#### Exercise description
Present every line of the listing below as a numbered list, skipping any blank lines. Leave the pictures out.

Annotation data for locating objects

============================================================

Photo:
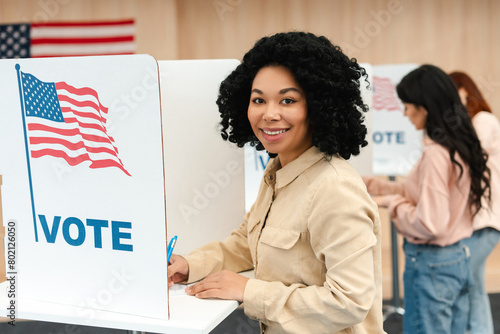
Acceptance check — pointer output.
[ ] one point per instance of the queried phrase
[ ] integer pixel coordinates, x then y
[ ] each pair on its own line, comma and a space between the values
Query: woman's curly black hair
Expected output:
330, 80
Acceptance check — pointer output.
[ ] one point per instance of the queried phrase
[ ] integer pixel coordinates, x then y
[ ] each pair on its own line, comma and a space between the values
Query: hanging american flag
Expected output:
384, 95
67, 122
57, 39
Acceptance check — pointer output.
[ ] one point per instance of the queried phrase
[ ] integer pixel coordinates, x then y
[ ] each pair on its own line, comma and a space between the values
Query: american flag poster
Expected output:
81, 160
396, 143
63, 39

============================================================

#### Solution below
1. Photo:
2. Acceptance check — pointer output.
3. [ ] one point per instance of the queried phrase
4. [ ] integer pixel coordinates, x then y
5. [ ] each pair on its own line, comma and a space between the values
6. Query: woman's curly black hair
7. Expected output:
8. 330, 80
9. Acceptance check — pointer output.
10. [ ] one point per instance of the queried phrase
11. [ ] integer pixel coordinates, x then y
12. [ ] each pair on its own line, comma and a space between the values
13. Query: hanging american flag
14. Expected output:
15. 384, 95
16. 67, 122
17. 57, 39
18. Acceptance check — pointer output.
19. [ ] one point per instance of the queried phrase
20. [ ] integer pixel coordinates, x then y
21. [ ] each pair on its own line, comma and a space between the values
22. Query: american flag poster
23. Expected output:
24. 81, 160
25. 396, 143
26. 63, 39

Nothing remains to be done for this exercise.